>>>

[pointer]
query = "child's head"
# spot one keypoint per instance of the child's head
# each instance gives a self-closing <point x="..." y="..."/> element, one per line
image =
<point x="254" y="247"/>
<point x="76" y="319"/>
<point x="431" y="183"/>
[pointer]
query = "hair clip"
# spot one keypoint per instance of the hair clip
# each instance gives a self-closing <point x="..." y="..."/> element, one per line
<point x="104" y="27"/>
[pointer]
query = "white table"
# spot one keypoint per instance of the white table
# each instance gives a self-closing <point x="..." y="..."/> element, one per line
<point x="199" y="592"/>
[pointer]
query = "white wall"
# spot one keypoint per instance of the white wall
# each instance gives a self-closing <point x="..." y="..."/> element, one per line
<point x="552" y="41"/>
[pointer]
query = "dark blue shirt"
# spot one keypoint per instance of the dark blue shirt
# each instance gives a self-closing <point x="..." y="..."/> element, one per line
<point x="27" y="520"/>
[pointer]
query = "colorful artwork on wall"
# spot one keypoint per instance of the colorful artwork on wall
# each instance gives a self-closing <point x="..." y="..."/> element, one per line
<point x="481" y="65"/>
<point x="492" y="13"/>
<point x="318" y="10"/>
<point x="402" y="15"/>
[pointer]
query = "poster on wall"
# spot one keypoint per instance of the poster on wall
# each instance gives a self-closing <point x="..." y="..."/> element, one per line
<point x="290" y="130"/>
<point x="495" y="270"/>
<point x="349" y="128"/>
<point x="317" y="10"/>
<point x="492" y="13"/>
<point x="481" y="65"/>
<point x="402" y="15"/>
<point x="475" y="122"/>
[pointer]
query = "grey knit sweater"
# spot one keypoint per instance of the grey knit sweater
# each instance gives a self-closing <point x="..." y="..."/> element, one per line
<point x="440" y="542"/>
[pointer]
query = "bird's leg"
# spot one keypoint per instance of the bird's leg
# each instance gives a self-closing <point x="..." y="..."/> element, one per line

<<<

### AIM:
Above are some records; extract every one of them exactly.

### FULL RESPONSE:
[pointer]
query = "child's head"
# spot one keypoint per instance of the child's head
# each instance gives a self-closing <point x="..." y="..."/> element, one per line
image =
<point x="254" y="247"/>
<point x="76" y="319"/>
<point x="431" y="183"/>
[pointer]
query = "hair clip"
# spot one keypoint per instance of the hair clip
# each instance gives a self-closing <point x="..." y="..."/> element, one per line
<point x="104" y="27"/>
[pointer]
query = "white table"
# spot one keypoint per instance of the white table
# each instance gives a self-closing <point x="..." y="..."/> element, one per line
<point x="199" y="592"/>
[pointer]
query = "white wall"
# spot one keypoint per instance of the white wall
# each instance gives a self-closing <point x="..." y="..."/> element, one per line
<point x="552" y="41"/>
[pointer]
query = "dark blue shirt"
# spot one keypoint per instance of the dark blue shirt
# each instance gives a self-closing <point x="..." y="..."/> element, one per line
<point x="27" y="520"/>
[pointer]
query = "colorful artwork on wall"
# spot one keypoint per instance of the colorful artwork on wall
# each instance gives a self-closing <point x="..." y="..."/> element, one per line
<point x="481" y="65"/>
<point x="492" y="13"/>
<point x="318" y="10"/>
<point x="402" y="15"/>
[pointer]
query = "poster on wall"
# spot one keypoint per instance of the poster on wall
# each instance gives a self-closing <point x="..." y="..."/> element, one per line
<point x="290" y="130"/>
<point x="495" y="270"/>
<point x="349" y="128"/>
<point x="317" y="10"/>
<point x="492" y="13"/>
<point x="481" y="65"/>
<point x="402" y="15"/>
<point x="475" y="122"/>
[pointer]
query = "grey knit sweater"
# spot one keypoint per instance of the grey knit sweater
# each instance gives a self-closing <point x="..." y="..."/> element, one per line
<point x="440" y="542"/>
[pointer]
query = "bird's leg"
# spot one keypoint per instance of the bird's leg
# each instance gives a self-closing <point x="..." y="..."/> element, one per line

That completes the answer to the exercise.